▶ [What you will do]:
Pull out every line of the rows that contains the word "pillow" and copy each one.

▶ [Material shown]:
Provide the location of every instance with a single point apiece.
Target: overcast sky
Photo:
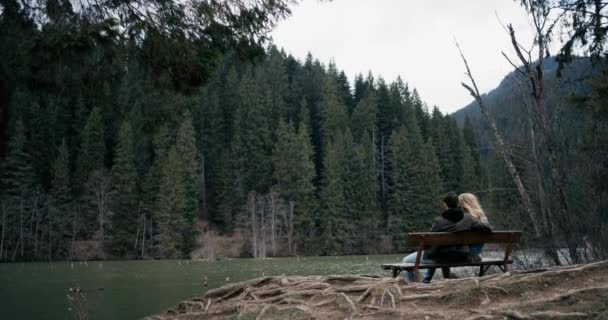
(413, 39)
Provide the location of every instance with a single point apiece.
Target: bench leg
(396, 272)
(446, 273)
(483, 269)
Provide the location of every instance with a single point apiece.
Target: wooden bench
(422, 240)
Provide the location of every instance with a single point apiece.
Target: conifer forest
(129, 133)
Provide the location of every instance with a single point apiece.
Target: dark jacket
(454, 220)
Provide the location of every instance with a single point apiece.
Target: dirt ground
(572, 292)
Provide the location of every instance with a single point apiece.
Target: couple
(462, 213)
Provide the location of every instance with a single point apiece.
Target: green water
(134, 289)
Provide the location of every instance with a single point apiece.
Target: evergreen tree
(365, 204)
(364, 117)
(337, 212)
(428, 189)
(60, 202)
(124, 176)
(17, 172)
(334, 116)
(92, 147)
(172, 204)
(399, 203)
(293, 171)
(252, 146)
(188, 170)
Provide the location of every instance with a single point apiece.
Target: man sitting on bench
(453, 219)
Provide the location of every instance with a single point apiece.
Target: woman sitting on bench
(453, 219)
(470, 204)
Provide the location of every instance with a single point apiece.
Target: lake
(134, 289)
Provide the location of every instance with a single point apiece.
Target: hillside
(573, 292)
(503, 100)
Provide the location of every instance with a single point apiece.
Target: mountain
(506, 99)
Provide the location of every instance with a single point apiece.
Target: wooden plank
(411, 266)
(462, 238)
(418, 258)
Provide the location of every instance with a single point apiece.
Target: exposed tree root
(573, 292)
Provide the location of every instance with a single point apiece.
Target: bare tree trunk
(544, 209)
(290, 230)
(382, 177)
(139, 216)
(35, 236)
(203, 189)
(254, 238)
(50, 239)
(273, 223)
(143, 236)
(536, 78)
(74, 224)
(3, 228)
(21, 223)
(34, 213)
(262, 227)
(504, 151)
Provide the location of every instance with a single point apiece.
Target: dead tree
(504, 150)
(543, 29)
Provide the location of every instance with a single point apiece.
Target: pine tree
(60, 201)
(17, 172)
(364, 117)
(92, 148)
(428, 189)
(293, 171)
(338, 216)
(365, 204)
(334, 116)
(252, 145)
(399, 203)
(188, 167)
(172, 204)
(124, 177)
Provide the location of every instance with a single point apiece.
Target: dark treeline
(117, 147)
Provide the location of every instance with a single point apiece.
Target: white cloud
(414, 39)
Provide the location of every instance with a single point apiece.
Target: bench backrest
(461, 238)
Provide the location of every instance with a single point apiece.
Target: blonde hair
(470, 204)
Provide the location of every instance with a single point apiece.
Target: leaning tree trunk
(504, 151)
(536, 79)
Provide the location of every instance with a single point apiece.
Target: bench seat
(423, 240)
(484, 265)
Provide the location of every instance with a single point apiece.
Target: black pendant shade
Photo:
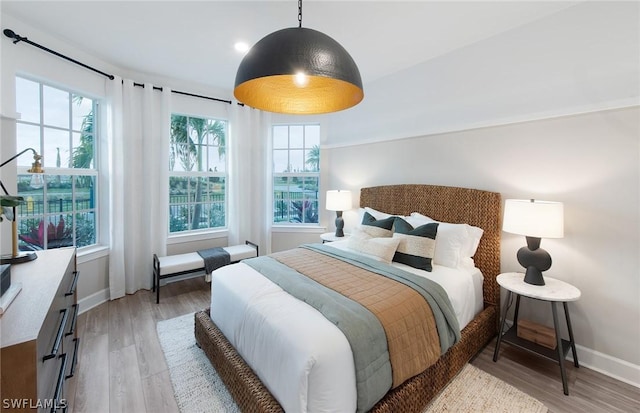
(298, 71)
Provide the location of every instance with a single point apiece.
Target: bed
(447, 204)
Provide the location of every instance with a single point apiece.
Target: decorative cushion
(454, 243)
(417, 245)
(382, 249)
(377, 227)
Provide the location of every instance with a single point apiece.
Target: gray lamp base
(19, 259)
(339, 225)
(535, 260)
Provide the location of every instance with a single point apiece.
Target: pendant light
(298, 71)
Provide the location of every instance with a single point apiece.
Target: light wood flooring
(122, 369)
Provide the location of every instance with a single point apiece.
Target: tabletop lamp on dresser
(339, 201)
(534, 219)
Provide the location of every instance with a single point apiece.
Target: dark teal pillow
(377, 227)
(417, 245)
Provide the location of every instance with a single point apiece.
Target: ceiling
(194, 40)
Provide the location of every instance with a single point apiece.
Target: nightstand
(554, 291)
(331, 236)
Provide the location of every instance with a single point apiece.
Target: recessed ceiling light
(242, 47)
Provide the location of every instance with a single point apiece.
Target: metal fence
(34, 207)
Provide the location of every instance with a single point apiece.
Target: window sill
(94, 252)
(313, 229)
(197, 236)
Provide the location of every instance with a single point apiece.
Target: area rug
(198, 389)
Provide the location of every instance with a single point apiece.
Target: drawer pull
(56, 344)
(72, 290)
(59, 384)
(74, 360)
(72, 329)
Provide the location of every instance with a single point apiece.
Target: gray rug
(198, 389)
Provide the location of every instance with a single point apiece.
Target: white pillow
(382, 249)
(376, 214)
(454, 242)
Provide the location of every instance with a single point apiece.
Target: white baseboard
(602, 363)
(607, 365)
(93, 300)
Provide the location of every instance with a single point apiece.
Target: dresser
(38, 334)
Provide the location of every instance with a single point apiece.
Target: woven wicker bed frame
(450, 204)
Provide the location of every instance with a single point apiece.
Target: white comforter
(304, 360)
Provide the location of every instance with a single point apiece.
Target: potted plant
(8, 202)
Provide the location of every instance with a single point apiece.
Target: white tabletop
(553, 290)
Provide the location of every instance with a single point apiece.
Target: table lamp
(535, 220)
(339, 201)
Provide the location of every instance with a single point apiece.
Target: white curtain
(138, 152)
(248, 177)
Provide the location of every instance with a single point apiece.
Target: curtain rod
(187, 94)
(17, 38)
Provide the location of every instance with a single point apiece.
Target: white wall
(583, 58)
(591, 162)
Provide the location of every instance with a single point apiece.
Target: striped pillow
(417, 245)
(377, 227)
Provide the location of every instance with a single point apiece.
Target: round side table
(554, 291)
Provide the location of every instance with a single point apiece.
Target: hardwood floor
(122, 367)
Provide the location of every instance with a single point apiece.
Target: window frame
(52, 171)
(188, 233)
(303, 175)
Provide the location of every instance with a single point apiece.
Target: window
(61, 126)
(296, 173)
(197, 174)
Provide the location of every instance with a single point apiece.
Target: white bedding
(304, 360)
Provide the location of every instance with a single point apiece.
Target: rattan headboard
(450, 204)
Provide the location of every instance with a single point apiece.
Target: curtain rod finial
(13, 35)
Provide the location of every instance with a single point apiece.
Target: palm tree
(83, 153)
(187, 138)
(313, 159)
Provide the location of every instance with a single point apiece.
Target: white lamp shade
(338, 200)
(533, 218)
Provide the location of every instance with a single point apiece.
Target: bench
(192, 262)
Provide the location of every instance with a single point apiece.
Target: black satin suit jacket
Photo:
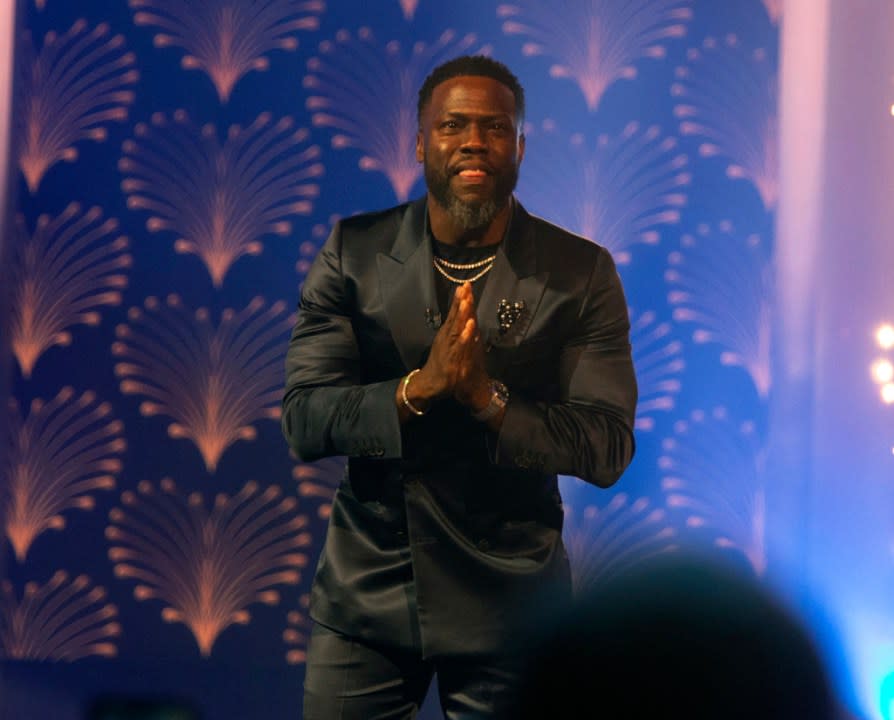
(442, 519)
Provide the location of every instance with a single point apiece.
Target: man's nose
(475, 139)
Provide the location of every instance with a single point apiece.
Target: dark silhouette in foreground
(681, 637)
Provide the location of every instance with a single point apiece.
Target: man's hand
(455, 365)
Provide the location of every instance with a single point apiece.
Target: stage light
(885, 336)
(883, 371)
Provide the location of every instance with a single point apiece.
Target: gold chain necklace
(465, 266)
(460, 281)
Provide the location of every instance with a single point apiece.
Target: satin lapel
(515, 280)
(408, 289)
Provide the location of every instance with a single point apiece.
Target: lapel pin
(507, 313)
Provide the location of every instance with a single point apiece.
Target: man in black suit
(462, 353)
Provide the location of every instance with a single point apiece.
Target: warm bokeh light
(885, 336)
(882, 371)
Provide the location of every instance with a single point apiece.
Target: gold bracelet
(403, 394)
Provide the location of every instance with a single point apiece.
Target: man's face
(471, 148)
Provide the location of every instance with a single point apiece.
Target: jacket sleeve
(327, 410)
(588, 433)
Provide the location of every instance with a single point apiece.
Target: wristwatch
(499, 396)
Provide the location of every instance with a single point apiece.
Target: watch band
(499, 396)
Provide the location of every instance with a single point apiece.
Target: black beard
(470, 215)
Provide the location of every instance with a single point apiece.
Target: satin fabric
(444, 534)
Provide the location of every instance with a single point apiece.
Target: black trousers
(349, 679)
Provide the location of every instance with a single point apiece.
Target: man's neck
(445, 229)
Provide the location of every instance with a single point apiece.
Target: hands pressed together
(455, 366)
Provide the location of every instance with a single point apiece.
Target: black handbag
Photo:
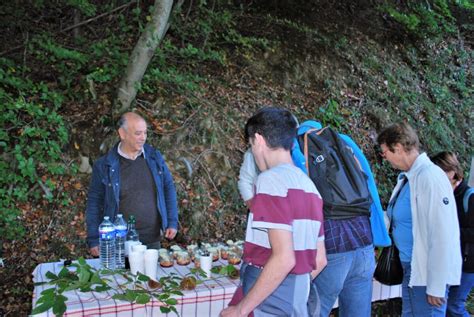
(389, 269)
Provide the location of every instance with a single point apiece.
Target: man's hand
(94, 251)
(435, 301)
(231, 311)
(170, 233)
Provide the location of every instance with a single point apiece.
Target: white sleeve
(248, 176)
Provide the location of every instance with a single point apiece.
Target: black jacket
(466, 223)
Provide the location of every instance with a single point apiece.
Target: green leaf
(42, 308)
(84, 276)
(51, 275)
(64, 273)
(102, 288)
(171, 301)
(49, 291)
(143, 298)
(179, 293)
(120, 297)
(40, 283)
(59, 306)
(130, 295)
(74, 285)
(95, 279)
(143, 278)
(165, 309)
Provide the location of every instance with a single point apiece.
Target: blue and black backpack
(337, 174)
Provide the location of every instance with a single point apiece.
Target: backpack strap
(306, 146)
(465, 200)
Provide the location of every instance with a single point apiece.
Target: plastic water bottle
(107, 243)
(120, 236)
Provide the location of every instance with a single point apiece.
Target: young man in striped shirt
(284, 243)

▶ [Output for this task]:
Target: dark teal pillow
Target: white pillow
Target: striped pillow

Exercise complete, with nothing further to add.